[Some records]
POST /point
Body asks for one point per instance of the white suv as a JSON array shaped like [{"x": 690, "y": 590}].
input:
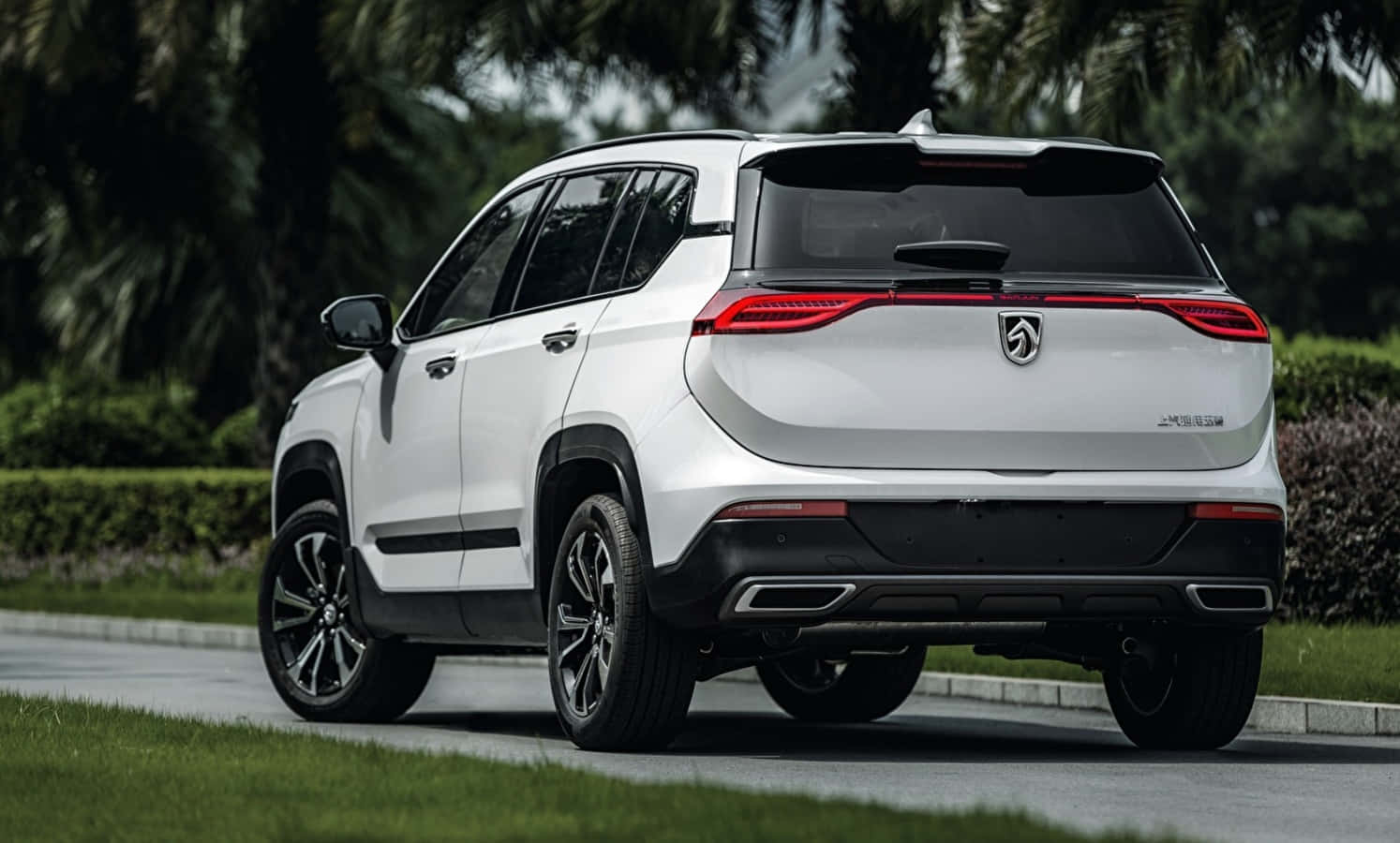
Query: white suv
[{"x": 682, "y": 404}]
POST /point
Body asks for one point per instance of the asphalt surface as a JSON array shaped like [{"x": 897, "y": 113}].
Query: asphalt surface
[{"x": 1070, "y": 766}]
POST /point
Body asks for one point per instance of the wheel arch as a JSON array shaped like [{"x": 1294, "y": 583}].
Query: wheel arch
[
  {"x": 309, "y": 471},
  {"x": 575, "y": 463}
]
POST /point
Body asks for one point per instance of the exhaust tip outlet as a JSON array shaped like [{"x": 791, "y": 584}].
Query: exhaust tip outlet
[
  {"x": 791, "y": 597},
  {"x": 1230, "y": 599}
]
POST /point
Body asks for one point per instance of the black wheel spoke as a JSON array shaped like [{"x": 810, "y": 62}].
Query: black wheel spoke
[
  {"x": 584, "y": 628},
  {"x": 320, "y": 648}
]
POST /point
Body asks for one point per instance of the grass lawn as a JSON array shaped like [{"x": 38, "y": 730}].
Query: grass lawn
[
  {"x": 76, "y": 771},
  {"x": 1347, "y": 662}
]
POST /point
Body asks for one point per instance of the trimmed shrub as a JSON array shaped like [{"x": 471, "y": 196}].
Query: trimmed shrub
[
  {"x": 1343, "y": 475},
  {"x": 1309, "y": 382},
  {"x": 88, "y": 511},
  {"x": 235, "y": 441},
  {"x": 68, "y": 423}
]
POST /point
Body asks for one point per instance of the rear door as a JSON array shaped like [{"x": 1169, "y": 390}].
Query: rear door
[
  {"x": 407, "y": 466},
  {"x": 1102, "y": 342},
  {"x": 520, "y": 377}
]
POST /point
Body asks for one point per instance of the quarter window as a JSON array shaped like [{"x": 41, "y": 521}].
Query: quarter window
[
  {"x": 663, "y": 226},
  {"x": 625, "y": 229},
  {"x": 464, "y": 288},
  {"x": 570, "y": 240}
]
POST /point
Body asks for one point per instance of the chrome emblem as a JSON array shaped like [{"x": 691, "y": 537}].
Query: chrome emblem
[{"x": 1020, "y": 335}]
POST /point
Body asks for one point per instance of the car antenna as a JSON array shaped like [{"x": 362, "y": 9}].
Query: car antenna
[{"x": 920, "y": 124}]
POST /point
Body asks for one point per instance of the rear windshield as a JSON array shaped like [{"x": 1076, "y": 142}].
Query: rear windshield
[{"x": 1065, "y": 213}]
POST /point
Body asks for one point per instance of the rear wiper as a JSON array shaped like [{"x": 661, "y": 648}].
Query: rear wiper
[{"x": 955, "y": 254}]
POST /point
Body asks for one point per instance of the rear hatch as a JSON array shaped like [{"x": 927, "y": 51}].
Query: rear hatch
[{"x": 1102, "y": 341}]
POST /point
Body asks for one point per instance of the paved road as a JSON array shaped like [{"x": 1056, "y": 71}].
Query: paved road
[{"x": 1070, "y": 766}]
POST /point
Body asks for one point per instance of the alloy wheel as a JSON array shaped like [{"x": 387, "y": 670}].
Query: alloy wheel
[
  {"x": 318, "y": 647},
  {"x": 587, "y": 622}
]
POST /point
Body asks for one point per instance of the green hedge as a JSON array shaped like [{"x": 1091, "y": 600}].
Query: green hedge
[
  {"x": 77, "y": 511},
  {"x": 82, "y": 422},
  {"x": 1311, "y": 382}
]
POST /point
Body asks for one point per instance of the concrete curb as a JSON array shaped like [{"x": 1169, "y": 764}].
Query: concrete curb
[{"x": 1283, "y": 715}]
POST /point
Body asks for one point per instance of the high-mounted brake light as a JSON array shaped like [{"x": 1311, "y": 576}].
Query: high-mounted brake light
[
  {"x": 785, "y": 509},
  {"x": 1236, "y": 512},
  {"x": 739, "y": 311},
  {"x": 760, "y": 311}
]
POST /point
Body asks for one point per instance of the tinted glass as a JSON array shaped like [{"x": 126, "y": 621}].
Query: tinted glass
[
  {"x": 1054, "y": 218},
  {"x": 570, "y": 240},
  {"x": 464, "y": 288},
  {"x": 663, "y": 226},
  {"x": 619, "y": 243}
]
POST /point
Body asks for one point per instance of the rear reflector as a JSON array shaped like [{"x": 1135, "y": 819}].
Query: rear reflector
[
  {"x": 785, "y": 509},
  {"x": 759, "y": 311},
  {"x": 1236, "y": 512},
  {"x": 739, "y": 311}
]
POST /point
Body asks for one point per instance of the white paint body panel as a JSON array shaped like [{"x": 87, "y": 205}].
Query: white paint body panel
[
  {"x": 929, "y": 387},
  {"x": 512, "y": 404},
  {"x": 407, "y": 466},
  {"x": 691, "y": 469}
]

* [The exercise]
Your copy of the data above should match it exactly, except that pictures are left out.

* [Output of the exercise]
POST /point
Body asks for one point per instance of the white suv as a JSON array shaped like [{"x": 690, "y": 590}].
input:
Query: white suv
[{"x": 682, "y": 404}]
POST /point
Body asks for one point per instance of the asphalt surface as a JSON array shaped like [{"x": 897, "y": 113}].
Query: asphalt surface
[{"x": 1070, "y": 766}]
POST /point
Body asks for one point per instance of the wheel arch as a JSON array shaped like [{"x": 1294, "y": 583}].
Query: wheel arch
[
  {"x": 309, "y": 471},
  {"x": 575, "y": 463}
]
POST /point
Body asks for one point per instance of the exhaust tip outlet as a JSON array shaped like [{"x": 791, "y": 584}].
Query: exhaust tip outlet
[
  {"x": 791, "y": 597},
  {"x": 1230, "y": 599}
]
POST /point
Body asks for one point per instance of the black wheel spoke as a JSON array shaped like [{"x": 810, "y": 62}].
Query: black wheel spoke
[
  {"x": 584, "y": 628},
  {"x": 320, "y": 648}
]
POST /point
Body asks for one point per instance of the grass lawn as a JSON array shaped like [{"x": 38, "y": 730}].
Query: grass lawn
[
  {"x": 76, "y": 771},
  {"x": 1347, "y": 662}
]
POST /point
Body asks for one point per instance of the trimmed shrub as a JSON array shaped like [{"x": 471, "y": 196}].
Query: trimmed shrub
[
  {"x": 1343, "y": 475},
  {"x": 1309, "y": 382},
  {"x": 88, "y": 511},
  {"x": 235, "y": 441},
  {"x": 68, "y": 423}
]
POST /point
Body asks for one point per instance of the rear door as a JSON array shaped like [{"x": 1169, "y": 390}].
Query: rear door
[
  {"x": 407, "y": 466},
  {"x": 1102, "y": 342},
  {"x": 520, "y": 377}
]
POST /point
Body asks for one point per instance of the quarter window as a JSON array shaped like [{"x": 41, "y": 521}].
Query: quarter window
[
  {"x": 663, "y": 226},
  {"x": 625, "y": 229},
  {"x": 464, "y": 288},
  {"x": 570, "y": 240}
]
POST /point
Body asks for one point per instance of the chrome emblem as a JSON array shaped like [{"x": 691, "y": 537}].
Query: chrome emblem
[{"x": 1020, "y": 335}]
POST /point
Body asks for one point per instance of the car antenna as a JSON array shaped like [{"x": 362, "y": 9}].
Query: car antenna
[{"x": 920, "y": 124}]
POST /point
Body asks for one point per instance of the rear windshield as a JSON array shaped like [{"x": 1076, "y": 142}].
Query: rear windshield
[{"x": 1065, "y": 213}]
POST /point
Body asks for one point per instance of the rear wiper as a JSON array shaped like [{"x": 661, "y": 648}].
Query: rear wiper
[{"x": 955, "y": 254}]
POST /point
Body asks for one point per instance of the rear hatch as a JSON array shaped like [{"x": 927, "y": 51}].
Query: rear hatch
[{"x": 1102, "y": 341}]
POST /point
Body asks for one point per instance of the paved road as a JSON array shaped like [{"x": 1056, "y": 71}].
Query: paved road
[{"x": 1070, "y": 766}]
POST /point
Body asks for one point per instance of the alloy wheel as a JSON array shaped like [{"x": 387, "y": 670}].
Query: alloy wheel
[
  {"x": 318, "y": 647},
  {"x": 587, "y": 622}
]
POST /point
Body asks for one point per instance of the green hedge as a JSON array shaped like [{"x": 1091, "y": 600}].
Query: green hedge
[
  {"x": 77, "y": 511},
  {"x": 82, "y": 422},
  {"x": 1311, "y": 382}
]
POST /point
Body asks for one point per instance of the concrete curb as a JSON array shaped like [{"x": 1169, "y": 764}].
Query: concrete curb
[{"x": 1283, "y": 715}]
POST /point
Body asks for one point per instance of the high-mounted brake light as a JSON array shaped like [{"x": 1311, "y": 576}].
Query: high-mounted brake light
[
  {"x": 785, "y": 509},
  {"x": 1236, "y": 512},
  {"x": 739, "y": 311},
  {"x": 760, "y": 311}
]
POST /point
Body asks for one point per instance of the tinted glass as a JSON array shaped like [{"x": 126, "y": 621}].
Query: tinted glass
[
  {"x": 1054, "y": 218},
  {"x": 570, "y": 240},
  {"x": 464, "y": 288},
  {"x": 663, "y": 226},
  {"x": 619, "y": 243}
]
POST /point
Body asks for one point per instance of the rear reflector as a JSON array shaped like [{"x": 1135, "y": 819}].
Query: rear reflector
[
  {"x": 785, "y": 509},
  {"x": 759, "y": 311},
  {"x": 1236, "y": 512},
  {"x": 739, "y": 311}
]
POST /point
Body asks for one point per instance of the white paint body panel as a JSON array shaped like [{"x": 87, "y": 205}].
Query: white paint body panel
[
  {"x": 929, "y": 387},
  {"x": 512, "y": 404},
  {"x": 407, "y": 466},
  {"x": 691, "y": 469}
]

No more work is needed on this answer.